# WORK ITEM
Write each line below back out exactly, omitting its pictures.

-*-

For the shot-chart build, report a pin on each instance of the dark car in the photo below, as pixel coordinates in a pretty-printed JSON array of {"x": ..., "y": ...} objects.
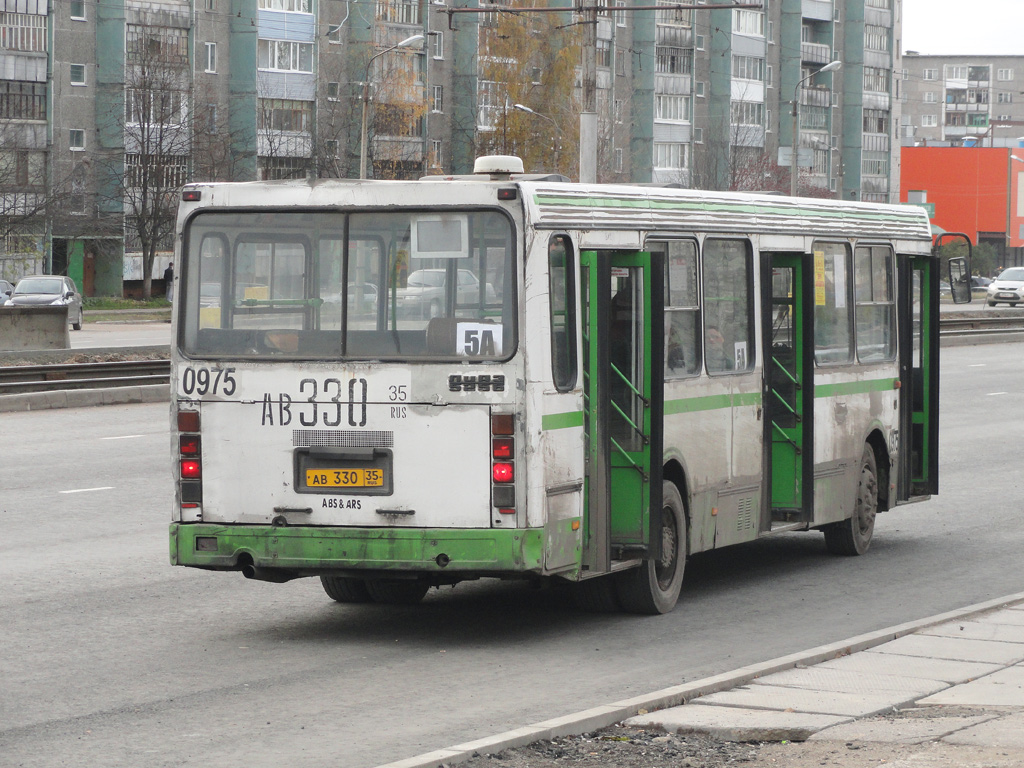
[{"x": 50, "y": 290}]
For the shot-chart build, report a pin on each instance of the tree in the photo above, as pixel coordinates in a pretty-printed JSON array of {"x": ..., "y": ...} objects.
[{"x": 529, "y": 59}]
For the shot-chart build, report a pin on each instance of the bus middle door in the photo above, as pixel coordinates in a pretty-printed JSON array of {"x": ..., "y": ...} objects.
[
  {"x": 621, "y": 295},
  {"x": 788, "y": 388}
]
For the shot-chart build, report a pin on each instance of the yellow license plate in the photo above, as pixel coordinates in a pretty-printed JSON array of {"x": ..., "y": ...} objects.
[{"x": 344, "y": 478}]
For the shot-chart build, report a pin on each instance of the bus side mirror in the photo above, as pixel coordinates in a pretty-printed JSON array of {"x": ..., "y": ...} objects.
[{"x": 960, "y": 281}]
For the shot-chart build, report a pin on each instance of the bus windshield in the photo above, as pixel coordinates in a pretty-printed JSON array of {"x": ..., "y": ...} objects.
[{"x": 356, "y": 286}]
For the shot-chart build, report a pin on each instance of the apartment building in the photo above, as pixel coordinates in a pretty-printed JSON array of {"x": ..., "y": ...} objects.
[
  {"x": 963, "y": 100},
  {"x": 105, "y": 102}
]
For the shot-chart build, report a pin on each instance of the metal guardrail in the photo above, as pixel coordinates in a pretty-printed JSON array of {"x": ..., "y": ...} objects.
[{"x": 22, "y": 379}]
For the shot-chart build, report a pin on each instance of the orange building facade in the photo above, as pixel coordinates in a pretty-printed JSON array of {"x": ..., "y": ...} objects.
[{"x": 976, "y": 190}]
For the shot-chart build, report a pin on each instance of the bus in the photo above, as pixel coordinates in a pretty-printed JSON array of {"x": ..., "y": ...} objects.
[{"x": 398, "y": 385}]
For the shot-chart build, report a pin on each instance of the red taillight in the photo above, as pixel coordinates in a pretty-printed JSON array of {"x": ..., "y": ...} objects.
[
  {"x": 503, "y": 472},
  {"x": 501, "y": 448},
  {"x": 187, "y": 421}
]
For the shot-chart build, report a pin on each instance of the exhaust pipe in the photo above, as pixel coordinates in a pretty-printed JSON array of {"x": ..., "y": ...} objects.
[{"x": 267, "y": 574}]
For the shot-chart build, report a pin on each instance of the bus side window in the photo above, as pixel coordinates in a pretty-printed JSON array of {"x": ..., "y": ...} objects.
[
  {"x": 561, "y": 290},
  {"x": 682, "y": 310},
  {"x": 728, "y": 311}
]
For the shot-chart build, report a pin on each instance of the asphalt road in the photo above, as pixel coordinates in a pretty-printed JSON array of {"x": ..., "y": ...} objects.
[{"x": 110, "y": 656}]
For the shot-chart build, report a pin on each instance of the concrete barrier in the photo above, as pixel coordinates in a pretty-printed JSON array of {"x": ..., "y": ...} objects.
[{"x": 25, "y": 328}]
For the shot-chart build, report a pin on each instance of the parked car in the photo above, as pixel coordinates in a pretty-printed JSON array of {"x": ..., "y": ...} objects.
[
  {"x": 1008, "y": 288},
  {"x": 425, "y": 291},
  {"x": 50, "y": 290}
]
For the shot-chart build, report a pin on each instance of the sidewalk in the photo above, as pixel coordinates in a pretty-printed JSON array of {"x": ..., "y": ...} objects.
[{"x": 962, "y": 674}]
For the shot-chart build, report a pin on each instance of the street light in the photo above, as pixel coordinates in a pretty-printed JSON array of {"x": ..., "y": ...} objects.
[
  {"x": 558, "y": 131},
  {"x": 366, "y": 97},
  {"x": 794, "y": 168}
]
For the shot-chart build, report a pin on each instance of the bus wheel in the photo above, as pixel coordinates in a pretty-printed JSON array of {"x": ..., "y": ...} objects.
[
  {"x": 345, "y": 589},
  {"x": 853, "y": 537},
  {"x": 397, "y": 591},
  {"x": 653, "y": 588}
]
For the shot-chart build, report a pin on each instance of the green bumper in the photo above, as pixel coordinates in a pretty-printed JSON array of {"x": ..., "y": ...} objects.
[{"x": 312, "y": 549}]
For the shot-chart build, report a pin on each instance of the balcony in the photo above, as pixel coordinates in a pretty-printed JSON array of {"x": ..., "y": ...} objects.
[{"x": 815, "y": 53}]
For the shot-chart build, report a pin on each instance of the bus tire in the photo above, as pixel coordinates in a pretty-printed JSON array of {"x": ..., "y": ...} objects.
[
  {"x": 653, "y": 588},
  {"x": 853, "y": 537},
  {"x": 397, "y": 591},
  {"x": 345, "y": 589}
]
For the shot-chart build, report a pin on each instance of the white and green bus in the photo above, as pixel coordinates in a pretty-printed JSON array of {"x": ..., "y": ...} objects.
[{"x": 393, "y": 385}]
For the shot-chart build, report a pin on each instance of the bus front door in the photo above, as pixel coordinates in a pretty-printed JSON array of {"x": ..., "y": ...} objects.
[
  {"x": 788, "y": 389},
  {"x": 919, "y": 306},
  {"x": 621, "y": 297}
]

-*-

# COMPLETED TASK
For the shot-chart build, report a pin on each instance of the dark car in the photo below, as pixel coordinates in a pretty-printed JSON array of {"x": ..., "y": ...} objects.
[{"x": 50, "y": 290}]
For the shot-chart build, report a pin on each instance of the tree in the photo above, as pixel coordinates in a pretty-printed JSON array of {"x": ..., "y": ...} objects.
[{"x": 529, "y": 59}]
For the shot-chart build, report a pin on each instance of the bus middle door in the photo above, as pixel coordinates in a pretty-printed JSON array of {"x": ..., "y": ...} objects.
[
  {"x": 621, "y": 295},
  {"x": 788, "y": 388}
]
For the shot-chart build, report a pin on each instance of the yellow license plate in the photo above, as pixel coordinates in a pretty-printed JSON array of {"x": ..., "y": ...} objects.
[{"x": 344, "y": 478}]
For the shot-chart build, report a pin on each instance of the bus side mirror in the photo above, as pixel coordinates in a pretty-printed JSON array of {"x": ..., "y": ...} objects.
[{"x": 960, "y": 281}]
For the shot-chart build, report a pin on each instance of the bus windshield in the photo above, as pixel coordinates in a pretty-printed JSON array of {"x": ..., "y": ...} objects.
[{"x": 356, "y": 286}]
For the shot-chart build, report a pin on each instance of the apartment building in the photo above, as pixel coordinates in a pretty-printed JSON array of {"x": ..., "y": ...} objects.
[
  {"x": 963, "y": 100},
  {"x": 105, "y": 102}
]
For the shot-chart build, report a pin on each instance of the metal guardrail in the photo above, as pixel coordinates in a pretty-printed JSON array of {"x": ..., "y": ...} objects.
[{"x": 22, "y": 379}]
For the shot-chart build, report a pin on each instance of the orange building facade in the photo above, as pixel coordinates in a pretty-printed JSON array of {"x": ..., "y": ...} objects.
[{"x": 976, "y": 190}]
For the shot-chart build, report a pin on each instance of the bus in the photo above, as pixel coordinates in a pretty-printed JSON array of {"x": ..., "y": ...} objects.
[{"x": 398, "y": 385}]
For the shot-chart build, report a pin on each instance of the red taillight in the photo above, as pixel coordinates in a pretty-printed JSON array of {"x": ..., "y": ...} objects.
[
  {"x": 503, "y": 472},
  {"x": 501, "y": 448},
  {"x": 187, "y": 421}
]
For the shot-chart build, report a pin on each instance of the exhaust pipe in the photo above, as pixel coordinates in a pretty-printed JSON array of {"x": ..., "y": ...} objects.
[{"x": 267, "y": 574}]
For the shot-chart build, report a pin on each instance of the bus side window in the photo above, as pixel coordinates in a pretty-printed JSON array of {"x": ..., "y": ...} objects.
[
  {"x": 561, "y": 290},
  {"x": 682, "y": 310},
  {"x": 728, "y": 311}
]
For the shot-chart build, report a pin on each instance of the asphalt road in the photo above, as pixel coordinates in a pretty-printed JSON array of {"x": ..., "y": ...} objects.
[{"x": 110, "y": 656}]
For the shot-chart build, report a pin on each instance of the concrete barrier in the photo above, as pixel coordinates in a pretty-printed JSON array of {"x": ..., "y": ...} objects.
[{"x": 25, "y": 328}]
For the shot-chart build, report a pin on each instance of the parked car in the photo above, as pixel coordinates in a pretty-printed JSON array of {"x": ..., "y": ...} objects.
[
  {"x": 1008, "y": 288},
  {"x": 425, "y": 291},
  {"x": 50, "y": 290}
]
For the shot-chart build, report a pin on each instance of the sidewalk in the photo above, as pixel coordinates in a pretty-printed JSON array of {"x": ..., "y": ...} objects.
[{"x": 962, "y": 674}]
For the shot-chart build, report a pin on each instance of the street light in the photo above, as pixel coordinates in a pretty-printed JSON array of {"x": ..., "y": ...} objects.
[
  {"x": 558, "y": 131},
  {"x": 366, "y": 97},
  {"x": 794, "y": 168}
]
For the shot-chart build, report a pin on each instance of the bus wheel in the photo above, as pixel coordinates in a pretty-printed JSON array of {"x": ..., "y": ...} objects.
[
  {"x": 345, "y": 589},
  {"x": 853, "y": 537},
  {"x": 397, "y": 591},
  {"x": 653, "y": 588}
]
For the shot-chart build, report a pin on each instance of the green bumper in the photo above, as pixel coordinates in a pretty-printed JSON array of {"x": ..., "y": ...} objects.
[{"x": 312, "y": 549}]
For the shot-chart build, report a pin on each instance of the balcony in the photo above, as pixel coordinates in a pretty-printed JSON array of {"x": ..., "y": ...} objects.
[{"x": 815, "y": 53}]
For the shot-chart build, report a pin on each instance of the bus tire in the photo above, as pixel coordinates in a pretty-printed JSON array of {"x": ..., "y": ...} objects.
[
  {"x": 653, "y": 588},
  {"x": 853, "y": 537},
  {"x": 397, "y": 591},
  {"x": 345, "y": 589}
]
For the shot-chart build, report a pin on each instance of the white and green bus in the photo above, as pixel coordinates in a pretty-printed JSON array of {"x": ..., "y": ...} objects.
[{"x": 393, "y": 385}]
For the shot-chart build, report a pin on each instance of the bus front door in the photo above, as pixel coordinates in a pretty-printed JSON array of {"x": ..., "y": ...} objects.
[
  {"x": 788, "y": 389},
  {"x": 919, "y": 306},
  {"x": 621, "y": 297}
]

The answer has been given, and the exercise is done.